== Kurze Aufgabe A ==
Suche aus den Zeilen unten jede heraus, die die Zeichenfolge „parenthesis“ enthält, und gib sie unverändert wieder. Groß- und Kleinschreibung ist zu beachten.

== Seitentext ==
In der Anhörung vor dem OLG verwies B auf die Umstände seiner Verurteilung und darauf, dass er in Italien nach italienischem Strafprozessrecht lediglich Wiedereinsetzung in die Berufungsinstanz erreichen könne und dass im Berufungsverfahren eine Entscheidung nach Aktenlage und ohne Beweisaufnahme möglich sei. Er müsse deshalb damit rechnen, dass er endgültig verurteilt werde, ohne dass er persönlich zu der Anklage habe Stellung nehmen können und ohne dass die gegen ihn erhobenen Vorwürfe umfassend geprüft würden. Das OLG holte eine Stellungnahme der italienischen Justiz ein. Für diese erklärte die zuständige Staatsanwaltschaft, B könne den Antrag stellen, dass das Verfahren in der Berufungsinstanz fortgeführt werde, wobei auch eine erneute Beweisaufnahme möglich sei. Anschließend erließ das OLG einen Beschluss, in dem die Auslieferung für zulässig erklärt wurde. Zur Begründung verwies es darauf, dass es grundsätzlich an den Europäischen Haftbefehl gebunden sei und dass die Erklärung der italienischen Staatsanwaltschaft die Rechte des B wahre, insbesondere weil eine erneute Beweisaufnahme jedenfalls nicht ausgeschlossen sei. Da ein Rechtsmittel gegen diesen Beschluss nicht vorgesehen ist, fragt B, ob eine Verfassungsbeschwerde Aussicht auf Erfolg hat.

== Eingabedaten ==
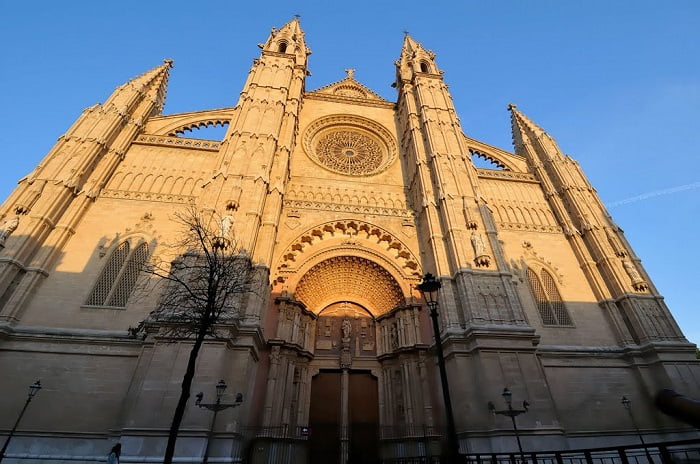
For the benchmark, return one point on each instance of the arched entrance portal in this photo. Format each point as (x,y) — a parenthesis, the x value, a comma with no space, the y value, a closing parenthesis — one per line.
(347,294)
(347,373)
(344,407)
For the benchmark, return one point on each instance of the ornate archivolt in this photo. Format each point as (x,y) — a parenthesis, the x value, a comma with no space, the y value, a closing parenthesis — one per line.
(349,278)
(176,124)
(349,237)
(502,158)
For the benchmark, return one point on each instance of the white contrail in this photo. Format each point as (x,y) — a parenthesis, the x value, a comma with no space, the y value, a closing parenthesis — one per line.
(655,193)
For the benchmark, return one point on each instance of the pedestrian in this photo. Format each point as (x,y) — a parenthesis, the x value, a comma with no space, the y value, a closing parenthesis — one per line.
(113,457)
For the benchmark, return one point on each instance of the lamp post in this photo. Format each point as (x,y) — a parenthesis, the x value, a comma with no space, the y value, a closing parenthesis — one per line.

== Kurze Aufgabe B ==
Beantworte anhand des Seitentexts kurz:
(i) In welche Instanz kann B nach italienischem Strafprozessrecht lediglich Wiedereinsetzung erreichen?
(ii) Wer gab die Stellungnahme für die italienische Justiz ab?
(iii) Was erklärte das OLG in seinem Beschluss für zulässig?

== Ergebnis A ==
For the benchmark, return one point on each instance of the arched entrance portal in this photo. Format each point as (x,y) — a parenthesis, the x value, a comma with no space, the y value, a closing parenthesis — one per line.
For the benchmark, return one point on each instance of the ornate archivolt in this photo. Format each point as (x,y) — a parenthesis, the x value, a comma with no space, the y value, a closing parenthesis — one per line.
For the benchmark, return one point on each instance of the white contrail in this photo. Format each point as (x,y) — a parenthesis, the x value, a comma with no space, the y value, a closing parenthesis — one per line.
For the benchmark, return one point on each instance of the pedestrian in this photo. Format each point as (x,y) — a parenthesis, the x value, a comma with no space, the y value, a closing parenthesis — one per line.
For the benchmark, return one point on each instance of the lamp post in this photo. Format each point as (x,y) — a parenthesis, the x value, a comma with no space, the y value, a closing parenthesis — one per line.

== Ergebnis B ==
(i) In die Berufungsinstanz.
(ii) Die zuständige Staatsanwaltschaft.
(iii) Die Auslieferung.